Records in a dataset

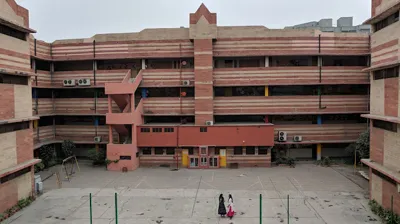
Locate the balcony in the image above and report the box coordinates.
[214,95,369,115]
[214,66,369,86]
[137,124,274,147]
[275,124,368,144]
[143,97,194,115]
[32,98,120,116]
[52,69,130,88]
[141,69,194,87]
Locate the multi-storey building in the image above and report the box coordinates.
[0,0,40,213]
[31,5,370,170]
[363,0,400,214]
[285,17,371,33]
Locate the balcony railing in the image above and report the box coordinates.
[214,95,369,115]
[275,124,368,144]
[214,66,369,86]
[32,98,119,115]
[141,69,194,87]
[143,97,194,115]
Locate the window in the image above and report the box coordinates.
[153,128,162,132]
[119,156,132,160]
[0,121,29,134]
[374,66,399,80]
[166,148,175,155]
[200,127,207,132]
[374,11,399,32]
[373,120,397,132]
[164,128,174,132]
[0,24,26,41]
[0,167,31,184]
[154,148,164,155]
[0,74,28,85]
[142,148,151,155]
[258,146,268,155]
[246,146,256,155]
[140,128,150,132]
[233,146,243,155]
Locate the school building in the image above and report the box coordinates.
[363,0,400,214]
[0,0,371,177]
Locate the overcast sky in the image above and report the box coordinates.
[17,0,371,42]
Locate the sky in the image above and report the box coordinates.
[17,0,371,42]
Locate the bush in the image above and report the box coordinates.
[34,162,45,173]
[89,149,106,166]
[61,140,76,158]
[39,145,55,168]
[368,200,400,224]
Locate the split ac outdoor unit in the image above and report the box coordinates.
[206,121,214,125]
[94,136,101,142]
[182,80,190,86]
[293,135,303,142]
[278,131,287,142]
[63,79,75,86]
[78,79,90,86]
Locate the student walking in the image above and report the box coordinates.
[218,194,226,217]
[227,194,235,219]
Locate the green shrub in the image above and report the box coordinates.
[34,162,45,173]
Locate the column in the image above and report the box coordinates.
[194,39,214,125]
[317,143,322,160]
[317,115,322,125]
[265,56,269,67]
[142,59,146,69]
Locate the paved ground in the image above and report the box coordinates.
[5,164,380,224]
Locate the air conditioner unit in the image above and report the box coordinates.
[206,121,214,125]
[182,80,190,86]
[293,135,303,142]
[78,79,90,86]
[63,79,75,86]
[94,136,101,142]
[278,131,287,142]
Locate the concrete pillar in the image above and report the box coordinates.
[108,125,114,144]
[142,59,146,69]
[265,56,269,67]
[108,95,112,113]
[317,143,322,160]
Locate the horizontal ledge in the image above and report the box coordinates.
[361,159,400,183]
[361,114,400,124]
[0,116,40,125]
[0,159,41,178]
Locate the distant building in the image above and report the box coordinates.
[285,17,371,33]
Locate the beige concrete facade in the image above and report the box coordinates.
[363,0,400,214]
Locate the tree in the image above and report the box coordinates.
[346,129,370,161]
[39,145,54,168]
[61,140,76,158]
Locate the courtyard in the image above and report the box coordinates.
[4,163,380,224]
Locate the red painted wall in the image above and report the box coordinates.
[137,125,274,147]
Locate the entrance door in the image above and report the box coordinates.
[210,157,219,168]
[199,146,208,168]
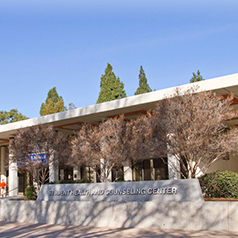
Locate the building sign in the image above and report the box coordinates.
[37,179,203,202]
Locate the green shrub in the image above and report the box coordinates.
[199,170,238,198]
[24,185,37,199]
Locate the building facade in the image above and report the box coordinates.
[0,74,238,196]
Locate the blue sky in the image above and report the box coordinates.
[0,0,238,118]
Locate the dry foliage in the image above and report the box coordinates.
[71,116,128,182]
[10,125,71,184]
[150,88,238,178]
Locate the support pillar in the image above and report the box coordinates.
[8,138,18,196]
[73,166,82,180]
[123,160,133,181]
[49,151,59,183]
[168,155,181,179]
[150,159,155,180]
[0,146,7,183]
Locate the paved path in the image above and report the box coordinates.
[0,222,238,238]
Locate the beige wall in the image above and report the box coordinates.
[207,154,238,173]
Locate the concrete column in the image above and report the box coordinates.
[100,159,112,182]
[60,169,64,180]
[0,146,7,183]
[49,150,59,183]
[123,160,133,181]
[168,155,181,179]
[150,159,155,180]
[8,138,18,196]
[73,166,82,180]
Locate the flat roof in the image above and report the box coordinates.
[0,73,238,145]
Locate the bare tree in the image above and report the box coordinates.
[149,87,238,178]
[71,116,128,182]
[10,125,71,184]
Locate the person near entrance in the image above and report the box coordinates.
[0,179,7,197]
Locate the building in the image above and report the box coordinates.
[0,74,238,196]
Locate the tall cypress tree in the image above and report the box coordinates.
[190,70,204,83]
[40,87,66,116]
[135,66,152,95]
[97,63,126,103]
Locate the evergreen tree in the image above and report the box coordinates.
[0,109,28,125]
[190,70,204,83]
[97,63,126,103]
[40,87,66,116]
[135,66,152,95]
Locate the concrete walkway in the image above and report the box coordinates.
[0,222,238,238]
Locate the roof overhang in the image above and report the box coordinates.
[0,73,238,145]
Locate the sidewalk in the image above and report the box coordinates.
[0,222,238,238]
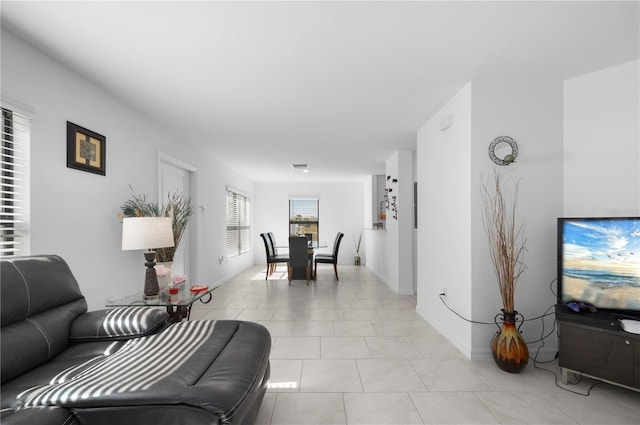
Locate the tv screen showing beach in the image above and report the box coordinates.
[560,218,640,311]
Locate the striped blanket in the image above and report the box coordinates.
[18,320,215,408]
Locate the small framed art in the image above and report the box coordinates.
[67,121,107,176]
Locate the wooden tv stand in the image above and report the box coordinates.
[556,305,640,391]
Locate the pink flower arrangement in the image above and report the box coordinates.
[155,264,171,277]
[173,276,187,285]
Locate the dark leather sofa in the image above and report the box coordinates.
[0,256,271,425]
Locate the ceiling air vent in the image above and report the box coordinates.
[291,164,309,173]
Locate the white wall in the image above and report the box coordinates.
[564,60,640,217]
[365,150,415,295]
[471,80,562,359]
[417,80,562,358]
[1,29,253,310]
[252,181,366,266]
[416,84,472,356]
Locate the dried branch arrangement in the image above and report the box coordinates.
[482,172,527,312]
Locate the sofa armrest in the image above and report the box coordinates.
[69,307,169,342]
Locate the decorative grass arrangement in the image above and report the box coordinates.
[481,172,527,312]
[120,192,193,262]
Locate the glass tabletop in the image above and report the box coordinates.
[105,285,217,307]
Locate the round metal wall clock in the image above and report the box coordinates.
[489,136,518,165]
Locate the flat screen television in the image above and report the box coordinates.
[558,217,640,317]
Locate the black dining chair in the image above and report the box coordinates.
[313,232,344,281]
[287,236,311,285]
[260,233,289,280]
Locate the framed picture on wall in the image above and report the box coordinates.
[67,121,107,176]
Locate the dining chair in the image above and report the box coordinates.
[287,236,311,285]
[260,233,289,280]
[313,232,344,281]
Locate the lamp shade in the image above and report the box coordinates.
[122,217,173,250]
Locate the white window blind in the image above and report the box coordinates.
[227,188,251,258]
[0,108,30,257]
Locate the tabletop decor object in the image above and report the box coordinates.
[482,172,529,373]
[120,192,193,269]
[122,217,174,298]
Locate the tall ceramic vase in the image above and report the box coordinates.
[491,310,529,373]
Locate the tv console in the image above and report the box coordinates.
[556,304,640,391]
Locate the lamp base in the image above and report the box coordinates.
[144,251,160,299]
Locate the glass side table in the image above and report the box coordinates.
[105,284,217,323]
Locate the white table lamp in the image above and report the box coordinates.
[122,217,174,297]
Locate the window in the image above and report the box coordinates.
[0,108,29,257]
[227,188,251,258]
[289,199,320,241]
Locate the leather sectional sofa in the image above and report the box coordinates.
[0,256,271,425]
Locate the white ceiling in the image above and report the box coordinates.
[1,0,640,182]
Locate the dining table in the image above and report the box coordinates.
[276,236,329,280]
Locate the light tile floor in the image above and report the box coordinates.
[191,265,640,425]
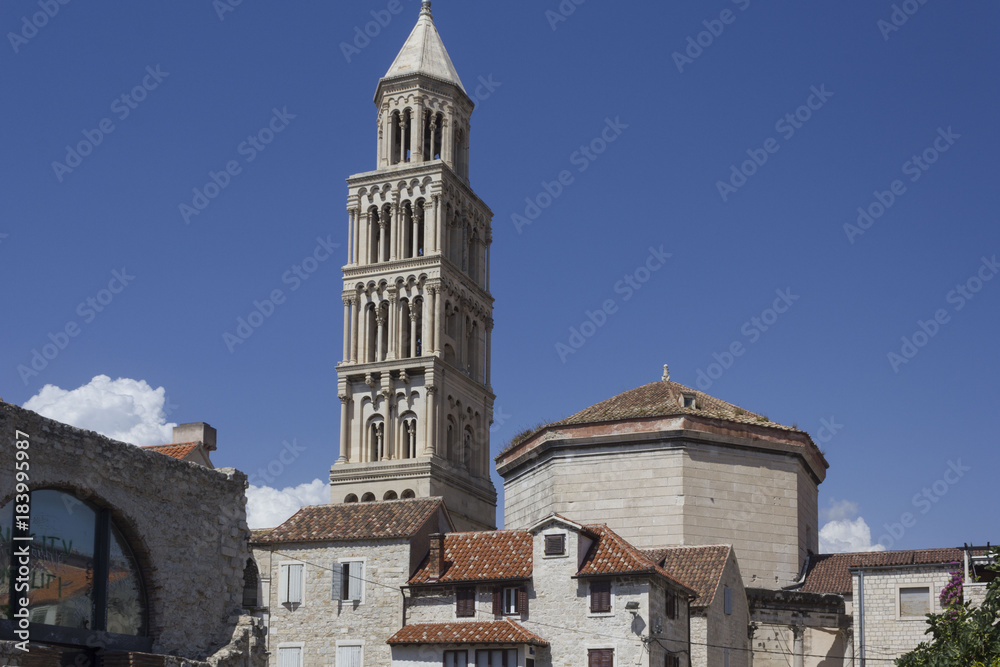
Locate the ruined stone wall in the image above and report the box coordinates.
[0,403,250,659]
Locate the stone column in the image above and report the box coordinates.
[351,295,361,364]
[344,296,351,362]
[337,387,351,463]
[386,292,402,359]
[375,304,386,361]
[410,306,420,359]
[424,385,437,456]
[792,625,805,667]
[410,95,424,162]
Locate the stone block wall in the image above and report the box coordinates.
[255,539,410,667]
[0,403,250,659]
[852,565,959,658]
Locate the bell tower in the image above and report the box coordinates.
[330,0,496,530]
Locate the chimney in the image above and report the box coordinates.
[427,533,444,581]
[173,422,215,452]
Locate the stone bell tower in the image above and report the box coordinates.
[330,0,496,530]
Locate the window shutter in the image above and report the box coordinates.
[330,563,344,600]
[493,588,503,616]
[344,561,365,602]
[590,581,611,614]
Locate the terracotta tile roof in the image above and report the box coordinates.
[386,619,549,646]
[576,524,695,595]
[410,530,532,584]
[645,544,732,607]
[142,442,201,461]
[796,549,963,595]
[497,380,803,459]
[253,498,444,544]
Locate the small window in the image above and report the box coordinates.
[493,586,528,616]
[278,563,305,604]
[587,648,615,667]
[590,581,611,614]
[899,586,931,618]
[455,587,476,618]
[337,644,362,667]
[278,646,302,667]
[331,560,365,602]
[545,533,566,556]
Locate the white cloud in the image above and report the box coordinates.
[819,498,885,554]
[821,498,858,521]
[247,479,330,528]
[24,375,176,447]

GIVEN REQUEST:
Give the records as a JSON list of strings, one string per line and no blank lines. Begin at the line containing "Locate the dark" and end after the line containing "[416,84,472,356]".

OUTPUT BELOW:
[
  "Locate the dark leather sofa in the image above and report the box coordinates.",
  "[0,256,271,425]",
  "Locate the ceiling air vent in the image above and report the box coordinates.",
  "[291,164,309,173]",
  "Locate the white wall in the image above and report the box coordinates.",
  "[564,60,640,217]",
  "[365,150,415,295]",
  "[471,80,562,359]",
  "[417,80,562,358]",
  "[1,29,253,310]",
  "[252,181,366,266]",
  "[416,84,472,356]"
]